What to work on - Reproduce verbatim the lines below, starting with the line containing "of the chin" and continuing through the final line.

(Data entries)
# # #

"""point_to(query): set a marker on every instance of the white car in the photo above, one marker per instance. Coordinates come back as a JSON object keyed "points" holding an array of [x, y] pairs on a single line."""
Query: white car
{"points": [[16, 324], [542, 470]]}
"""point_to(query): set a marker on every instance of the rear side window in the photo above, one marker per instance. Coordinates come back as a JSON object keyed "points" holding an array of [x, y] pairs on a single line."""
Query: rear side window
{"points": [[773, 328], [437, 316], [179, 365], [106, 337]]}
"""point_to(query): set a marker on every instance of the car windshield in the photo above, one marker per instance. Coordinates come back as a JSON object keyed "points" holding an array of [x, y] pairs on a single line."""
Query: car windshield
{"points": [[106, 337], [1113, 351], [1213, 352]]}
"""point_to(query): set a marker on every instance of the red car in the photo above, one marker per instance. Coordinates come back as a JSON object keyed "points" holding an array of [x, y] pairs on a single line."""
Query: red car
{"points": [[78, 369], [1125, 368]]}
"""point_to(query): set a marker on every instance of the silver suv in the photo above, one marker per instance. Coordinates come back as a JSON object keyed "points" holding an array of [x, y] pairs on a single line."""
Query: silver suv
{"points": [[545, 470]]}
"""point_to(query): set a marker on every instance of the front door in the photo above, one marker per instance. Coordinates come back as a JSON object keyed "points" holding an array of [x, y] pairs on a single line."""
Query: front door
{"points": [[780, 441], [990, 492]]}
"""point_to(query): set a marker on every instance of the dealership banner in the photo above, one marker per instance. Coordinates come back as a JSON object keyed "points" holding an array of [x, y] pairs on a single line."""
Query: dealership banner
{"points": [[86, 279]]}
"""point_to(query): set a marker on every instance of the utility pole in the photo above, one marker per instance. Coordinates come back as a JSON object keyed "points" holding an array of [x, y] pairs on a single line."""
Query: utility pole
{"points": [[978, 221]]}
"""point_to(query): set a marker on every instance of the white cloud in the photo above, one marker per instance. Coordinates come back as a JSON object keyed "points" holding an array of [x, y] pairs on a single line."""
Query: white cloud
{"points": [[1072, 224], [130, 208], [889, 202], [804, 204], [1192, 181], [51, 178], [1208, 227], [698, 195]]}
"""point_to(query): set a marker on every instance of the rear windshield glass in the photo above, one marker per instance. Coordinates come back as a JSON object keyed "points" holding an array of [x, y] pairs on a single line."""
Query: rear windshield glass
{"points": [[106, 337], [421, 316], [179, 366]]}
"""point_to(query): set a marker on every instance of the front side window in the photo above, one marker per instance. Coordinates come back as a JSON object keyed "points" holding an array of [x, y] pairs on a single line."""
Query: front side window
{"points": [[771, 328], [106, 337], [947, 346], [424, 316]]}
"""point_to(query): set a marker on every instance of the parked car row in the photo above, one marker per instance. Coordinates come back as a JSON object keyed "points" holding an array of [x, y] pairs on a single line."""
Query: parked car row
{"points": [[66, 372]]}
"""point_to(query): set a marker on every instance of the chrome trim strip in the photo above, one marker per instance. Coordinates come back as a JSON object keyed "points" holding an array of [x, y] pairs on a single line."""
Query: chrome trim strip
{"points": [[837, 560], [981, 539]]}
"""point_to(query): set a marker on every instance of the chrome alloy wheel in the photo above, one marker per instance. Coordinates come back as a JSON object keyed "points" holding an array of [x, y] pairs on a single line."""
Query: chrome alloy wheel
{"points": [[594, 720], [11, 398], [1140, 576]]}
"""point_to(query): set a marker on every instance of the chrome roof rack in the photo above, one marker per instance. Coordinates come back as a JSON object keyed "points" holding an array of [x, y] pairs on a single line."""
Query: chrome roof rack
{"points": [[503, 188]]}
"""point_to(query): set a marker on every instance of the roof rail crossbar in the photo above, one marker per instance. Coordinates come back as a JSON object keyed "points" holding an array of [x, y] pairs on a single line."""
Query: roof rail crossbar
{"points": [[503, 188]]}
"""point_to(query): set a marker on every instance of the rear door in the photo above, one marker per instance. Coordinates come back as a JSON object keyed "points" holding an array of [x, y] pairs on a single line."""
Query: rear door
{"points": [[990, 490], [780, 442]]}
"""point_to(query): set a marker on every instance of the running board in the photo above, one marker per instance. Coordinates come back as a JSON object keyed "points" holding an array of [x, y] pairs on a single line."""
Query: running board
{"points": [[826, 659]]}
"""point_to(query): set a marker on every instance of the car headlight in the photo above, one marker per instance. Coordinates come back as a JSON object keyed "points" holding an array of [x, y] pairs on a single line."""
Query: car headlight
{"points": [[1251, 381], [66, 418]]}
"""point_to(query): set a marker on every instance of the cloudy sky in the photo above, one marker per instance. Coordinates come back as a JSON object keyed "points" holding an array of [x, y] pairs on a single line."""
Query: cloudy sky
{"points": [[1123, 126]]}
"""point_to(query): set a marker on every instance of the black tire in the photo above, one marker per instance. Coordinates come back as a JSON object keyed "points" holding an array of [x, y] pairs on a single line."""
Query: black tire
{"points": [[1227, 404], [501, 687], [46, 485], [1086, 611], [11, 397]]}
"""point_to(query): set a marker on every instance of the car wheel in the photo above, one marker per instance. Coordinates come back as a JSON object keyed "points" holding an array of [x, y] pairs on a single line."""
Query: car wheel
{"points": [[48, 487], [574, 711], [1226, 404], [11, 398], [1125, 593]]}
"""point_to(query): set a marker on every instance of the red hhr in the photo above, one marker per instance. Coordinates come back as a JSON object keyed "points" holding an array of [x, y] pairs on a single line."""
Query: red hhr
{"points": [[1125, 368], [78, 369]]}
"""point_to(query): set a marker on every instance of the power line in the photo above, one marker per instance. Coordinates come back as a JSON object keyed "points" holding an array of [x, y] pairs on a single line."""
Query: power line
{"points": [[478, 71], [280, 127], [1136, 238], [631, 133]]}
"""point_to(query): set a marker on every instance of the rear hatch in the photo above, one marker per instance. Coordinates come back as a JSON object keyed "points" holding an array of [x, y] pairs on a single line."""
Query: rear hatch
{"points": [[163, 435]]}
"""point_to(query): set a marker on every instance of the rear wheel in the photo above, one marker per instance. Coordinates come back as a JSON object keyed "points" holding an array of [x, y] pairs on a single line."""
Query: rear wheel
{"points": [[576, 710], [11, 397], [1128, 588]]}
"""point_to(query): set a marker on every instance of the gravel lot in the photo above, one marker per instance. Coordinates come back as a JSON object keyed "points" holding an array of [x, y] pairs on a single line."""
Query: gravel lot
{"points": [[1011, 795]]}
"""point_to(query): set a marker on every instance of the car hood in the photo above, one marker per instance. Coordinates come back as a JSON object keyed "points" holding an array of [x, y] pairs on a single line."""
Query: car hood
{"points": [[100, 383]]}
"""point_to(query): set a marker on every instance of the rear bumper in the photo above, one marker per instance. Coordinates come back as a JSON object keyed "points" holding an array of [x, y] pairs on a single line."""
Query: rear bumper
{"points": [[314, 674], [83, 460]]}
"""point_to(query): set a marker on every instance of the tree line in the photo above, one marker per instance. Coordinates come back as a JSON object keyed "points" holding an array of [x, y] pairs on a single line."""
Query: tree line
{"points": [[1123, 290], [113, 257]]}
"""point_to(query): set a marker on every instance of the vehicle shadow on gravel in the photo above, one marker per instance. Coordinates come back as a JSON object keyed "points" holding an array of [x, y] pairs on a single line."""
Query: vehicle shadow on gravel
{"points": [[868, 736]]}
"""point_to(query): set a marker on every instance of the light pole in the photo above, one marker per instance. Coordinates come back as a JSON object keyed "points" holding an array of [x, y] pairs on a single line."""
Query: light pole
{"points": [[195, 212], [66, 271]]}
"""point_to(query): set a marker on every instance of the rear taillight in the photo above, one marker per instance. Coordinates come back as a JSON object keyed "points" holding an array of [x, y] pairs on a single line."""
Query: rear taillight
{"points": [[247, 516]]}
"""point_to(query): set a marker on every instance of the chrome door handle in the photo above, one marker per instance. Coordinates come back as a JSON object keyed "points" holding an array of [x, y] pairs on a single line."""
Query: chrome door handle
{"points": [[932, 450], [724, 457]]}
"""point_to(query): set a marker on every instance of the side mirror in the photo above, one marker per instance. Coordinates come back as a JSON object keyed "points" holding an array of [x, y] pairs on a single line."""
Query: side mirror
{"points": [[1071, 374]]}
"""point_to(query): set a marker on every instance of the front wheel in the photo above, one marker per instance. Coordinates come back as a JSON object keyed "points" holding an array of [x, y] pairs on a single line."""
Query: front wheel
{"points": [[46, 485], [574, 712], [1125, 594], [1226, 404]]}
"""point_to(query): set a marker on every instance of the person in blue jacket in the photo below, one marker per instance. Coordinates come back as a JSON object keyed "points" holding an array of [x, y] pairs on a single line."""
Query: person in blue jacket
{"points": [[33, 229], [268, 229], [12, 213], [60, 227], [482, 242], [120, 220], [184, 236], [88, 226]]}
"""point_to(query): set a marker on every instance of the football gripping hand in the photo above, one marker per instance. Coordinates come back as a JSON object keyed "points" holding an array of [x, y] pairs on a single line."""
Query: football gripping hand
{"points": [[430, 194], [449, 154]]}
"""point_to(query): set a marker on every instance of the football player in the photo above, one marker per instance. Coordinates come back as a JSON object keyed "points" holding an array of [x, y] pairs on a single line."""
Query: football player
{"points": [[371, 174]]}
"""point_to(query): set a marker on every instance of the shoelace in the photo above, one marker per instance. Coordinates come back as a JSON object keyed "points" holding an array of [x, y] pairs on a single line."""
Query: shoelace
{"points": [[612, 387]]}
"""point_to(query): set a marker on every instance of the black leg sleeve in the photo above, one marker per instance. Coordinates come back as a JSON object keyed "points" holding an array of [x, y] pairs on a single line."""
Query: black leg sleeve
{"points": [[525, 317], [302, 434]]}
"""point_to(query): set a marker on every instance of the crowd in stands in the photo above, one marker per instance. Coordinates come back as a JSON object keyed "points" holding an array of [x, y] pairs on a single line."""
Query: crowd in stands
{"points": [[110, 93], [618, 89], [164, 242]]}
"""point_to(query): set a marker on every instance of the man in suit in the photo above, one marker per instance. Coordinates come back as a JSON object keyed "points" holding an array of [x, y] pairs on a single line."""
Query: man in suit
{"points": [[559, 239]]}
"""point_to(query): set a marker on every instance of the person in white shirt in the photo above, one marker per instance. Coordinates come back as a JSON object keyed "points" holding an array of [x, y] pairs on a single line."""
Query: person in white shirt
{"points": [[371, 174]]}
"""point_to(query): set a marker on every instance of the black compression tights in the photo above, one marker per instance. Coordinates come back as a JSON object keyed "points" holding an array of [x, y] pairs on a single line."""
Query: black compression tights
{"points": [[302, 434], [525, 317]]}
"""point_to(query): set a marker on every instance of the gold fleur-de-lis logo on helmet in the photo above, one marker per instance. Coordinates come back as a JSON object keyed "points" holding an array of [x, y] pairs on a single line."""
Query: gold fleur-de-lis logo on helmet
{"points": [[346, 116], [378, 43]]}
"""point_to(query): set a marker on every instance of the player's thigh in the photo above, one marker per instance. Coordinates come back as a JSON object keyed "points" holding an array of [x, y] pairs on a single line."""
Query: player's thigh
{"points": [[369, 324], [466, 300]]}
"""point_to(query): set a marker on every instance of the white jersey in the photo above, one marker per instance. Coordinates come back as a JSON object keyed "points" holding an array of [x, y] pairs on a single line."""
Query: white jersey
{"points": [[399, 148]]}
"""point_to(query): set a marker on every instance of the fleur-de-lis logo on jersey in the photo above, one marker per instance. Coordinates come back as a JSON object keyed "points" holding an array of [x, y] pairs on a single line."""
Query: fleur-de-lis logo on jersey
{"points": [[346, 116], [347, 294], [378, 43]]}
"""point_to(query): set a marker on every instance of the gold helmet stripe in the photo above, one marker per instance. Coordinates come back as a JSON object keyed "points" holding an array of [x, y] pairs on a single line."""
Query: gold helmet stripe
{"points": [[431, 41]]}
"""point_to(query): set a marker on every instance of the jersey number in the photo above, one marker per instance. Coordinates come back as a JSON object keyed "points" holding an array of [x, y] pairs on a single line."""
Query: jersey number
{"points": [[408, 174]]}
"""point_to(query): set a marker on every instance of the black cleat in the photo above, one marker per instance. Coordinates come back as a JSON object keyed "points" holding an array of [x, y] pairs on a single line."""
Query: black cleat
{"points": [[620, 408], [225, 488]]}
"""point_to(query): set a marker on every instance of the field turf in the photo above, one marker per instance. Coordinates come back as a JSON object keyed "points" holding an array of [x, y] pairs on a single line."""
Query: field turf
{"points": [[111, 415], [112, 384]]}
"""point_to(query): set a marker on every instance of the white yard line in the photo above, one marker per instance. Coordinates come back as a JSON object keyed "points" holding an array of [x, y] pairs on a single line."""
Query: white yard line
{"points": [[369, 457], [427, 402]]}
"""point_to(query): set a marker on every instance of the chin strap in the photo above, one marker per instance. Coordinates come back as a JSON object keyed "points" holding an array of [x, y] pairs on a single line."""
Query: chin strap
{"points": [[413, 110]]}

# # #

The completed task -
"""point_to(query): set a marker on every instance of the chin strap in the photo above, one marker per instance. Coordinates come back as a JSON object keyed "points" holding an array of [x, y] pairs on a single line."""
Query: chin strap
{"points": [[413, 110]]}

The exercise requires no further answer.